## SOURCE PASSAGE
- - - - - - -

In an implementation, processing circuit 504 retrieves the above data indicating hardware behavior of computing system 500 responsive to detecting a period of time has elapsed. An indication of the period of time is stored in a programmable configuration register. In another implementation, processing circuit 504 retrieves the data indicating hardware behavior responsive to detecting an event such as a P-state change. In some implementations, when executing the instructions of the anomaly detection driver 503, processing circuit 504 organizes the collected data into a first format such as rows and columns based on the information type. Each type of information has a location reserved for it in the rows and columns of the first format. An example of this organized data is dataset 120 (of FIG. 1).

When executing the instructions of the anomaly detection driver 503, processing circuit 504 uses the organized data in the first format to generate data in a second format such as a grid format. An example of the data in the second format is image 140 (of FIG. 1). In various implementations, processing circuit 504 executes a spatial voting algorithm to generate the data in the second format. Afterward, processing circuit 504 sends the data in the second format to processing circuit 506 that executes the anomaly detection data model 505. By executing the anomaly detection data model 505 using the received data, processing circuit 506 generates an indication specifying whether the data in the second format corresponds to an occurrence of an anomaly in computing system 500. These and other steps are further described in the description of FIGS. 6-7. Before providing further description, other components of computing system 500 are described here.

In some implementations, computing system 500 utilizes a communication fabric (“fabric”), rather than the bus 525, for transferring requests, responses, and messages between the processing circuits 502 and 510, the I/O interfaces 520, the memory controllers 530, the network interface 535, and the display controller 550. When messages include requests for obtaining targeted data, the circuitry of interfaces within the components of computing system 500 translates target addresses of requested data. In some implementations, the bus 525, or a fabric, includes circuitry for supporting communication, data transmission, network protocols, address formats, interface signals and synchronous/asynchronous clock domain usage for routing data.

Memory controllers 530 are representative of any number and type of memory controllers accessible by first circuitry 507 and second circuitry 502. While memory controllers 530 are shown as being separate from first circuitry 507 and second circuitry 502, it should be understood that this merely represents one possible implementation. In other implementations, one of memory controllers 530 is embedded within one or more of first circuitry 507 and second circuitry 502 or it is located on the same semiconductor die as one or more of first circuitry 507 and second circuitry 502. Memory controllers 530 are coupled to any number and type of memory devices 540.

- - - - - - -

## PROBLEMS AND TASKS
A – Print the anomaly detection passage word for word from "In an implementation, processing" to "120 (of FIG. 1).".
B – Using the anomaly detection passage, explain what causes processing circuit 504 to retrieve the data indicating hardware behavior of computing system 500.
C – According to the anomaly detection passage, what algorithm does processing circuit 504 execute to generate the data in the second format?
The listing that comes next is separate material and is unrelated to the anomaly detection passage.

## DATA EXTRACT
- - - - - - -

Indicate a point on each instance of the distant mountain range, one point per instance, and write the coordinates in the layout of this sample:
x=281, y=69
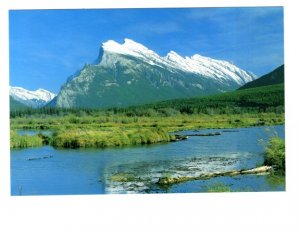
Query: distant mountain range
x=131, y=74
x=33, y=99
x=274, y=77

- - - - - - -

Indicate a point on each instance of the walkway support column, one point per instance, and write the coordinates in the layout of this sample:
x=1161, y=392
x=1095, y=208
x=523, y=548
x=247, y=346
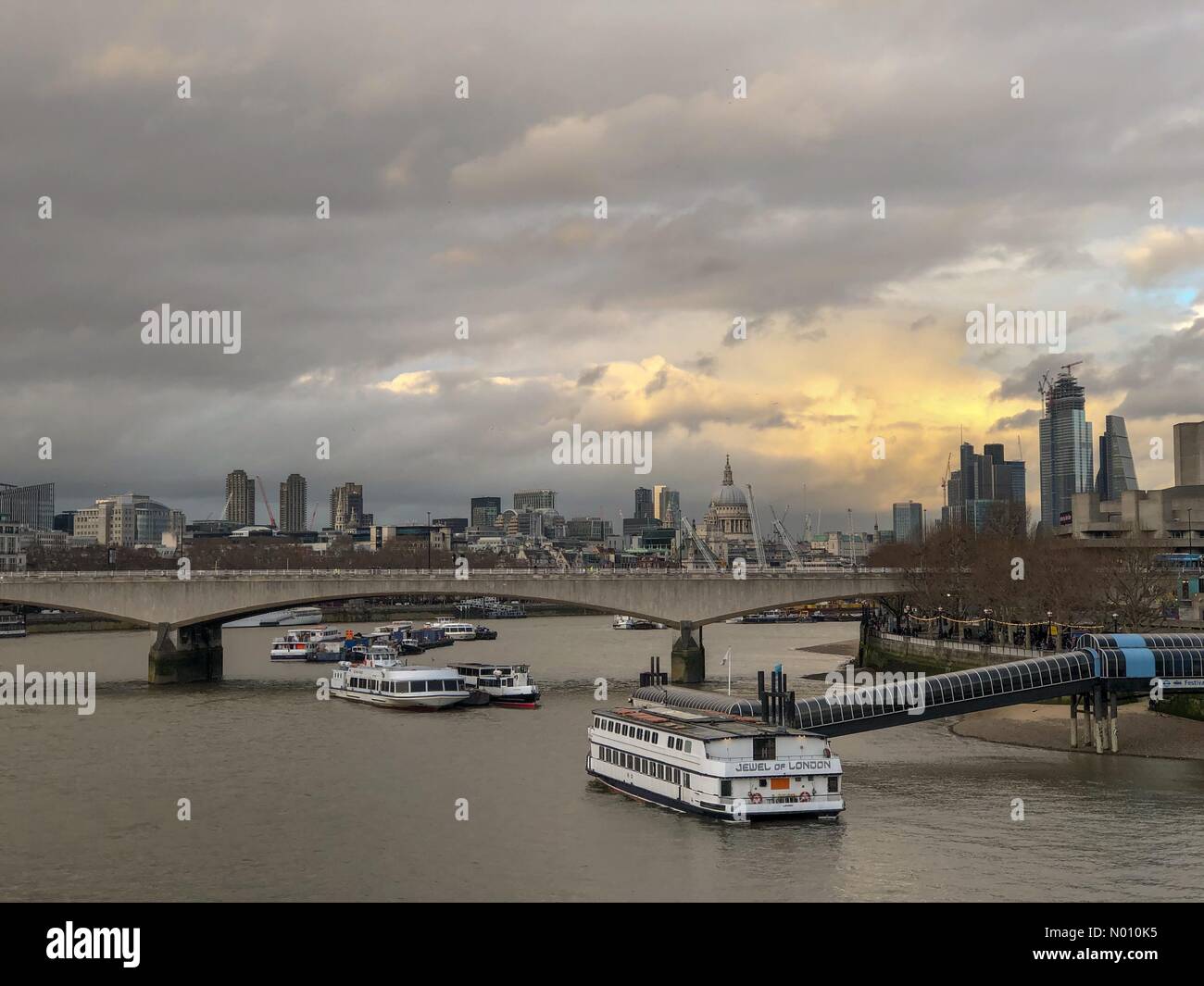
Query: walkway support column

- - - - - - -

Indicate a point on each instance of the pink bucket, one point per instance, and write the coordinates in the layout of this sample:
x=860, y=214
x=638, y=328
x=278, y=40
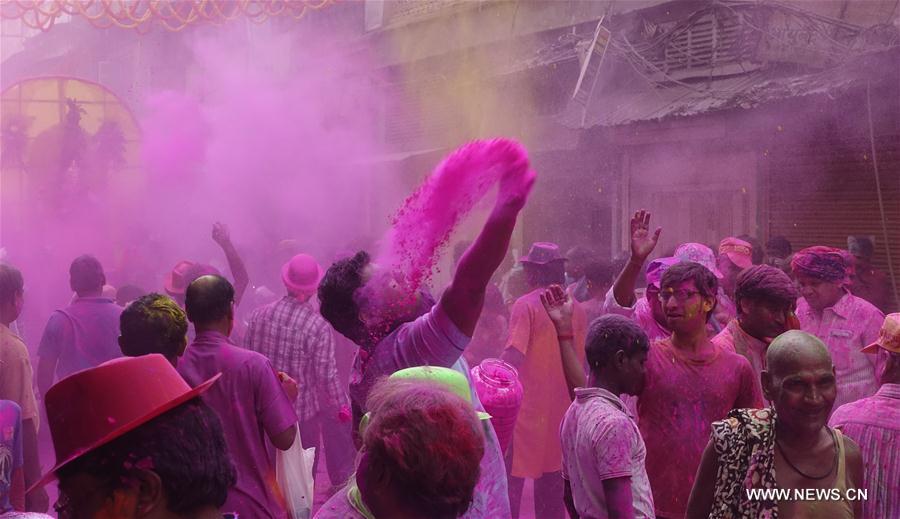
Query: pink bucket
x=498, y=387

- - - - - - -

## EXPECTED RESPONSES
A –
In an implementation, processing circuit 504 retrieves the above data indicating hardware behavior of computing system 500 responsive to detecting a period of time has elapsed. An indication of the period of time is stored in a programmable configuration register. In another implementation, processing circuit 504 retrieves the data indicating hardware behavior responsive to detecting an event such as a P-state change. In some implementations, when executing the instructions of the anomaly detection driver 503, processing circuit 504 organizes the collected data into a first format such as rows and columns based on the information type. Each type of information has a location reserved for it in the rows and columns of the first format. An example of this organized data is dataset 120 (of FIG. 1).

B – In one implementation, processing circuit 504 retrieves the data when it detects that a period of time has elapsed. An indication of that period is stored in a programmable configuration register. In another implementation, it retrieves the data when it detects an event such as a P-state change.

C – A spatial voting algorithm.